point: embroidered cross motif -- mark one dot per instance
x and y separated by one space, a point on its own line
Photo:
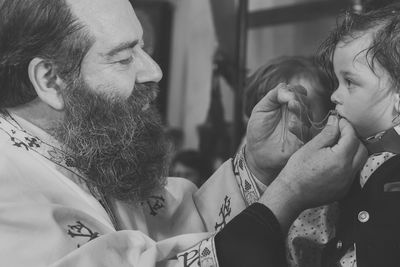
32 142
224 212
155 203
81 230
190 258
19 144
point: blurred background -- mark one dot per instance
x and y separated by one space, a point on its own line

--

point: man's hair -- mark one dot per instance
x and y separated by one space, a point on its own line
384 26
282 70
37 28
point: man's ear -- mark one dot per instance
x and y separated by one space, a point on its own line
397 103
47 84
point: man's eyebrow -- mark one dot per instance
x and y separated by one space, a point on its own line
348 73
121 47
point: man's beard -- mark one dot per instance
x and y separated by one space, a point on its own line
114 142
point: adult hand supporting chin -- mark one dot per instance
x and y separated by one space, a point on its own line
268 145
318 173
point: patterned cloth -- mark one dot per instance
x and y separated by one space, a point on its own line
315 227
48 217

[TASK TO CARRY OUT] Write out every line of the preceding listing that contains "mark".

[REPLY TO THE TASK]
point: embroidered cross motif -- mark one dot per instance
point: blurred background -- mark one dot per instance
point: man's hair -- mark one dot per instance
point: man's ear -- mark one dot per instance
point: man's eyebrow -- mark one dot per instance
point: man's beard -- mark one dot per instance
point: adult hand supporting chin -- mark one dot per instance
point: patterned cloth -- mark one dot per instance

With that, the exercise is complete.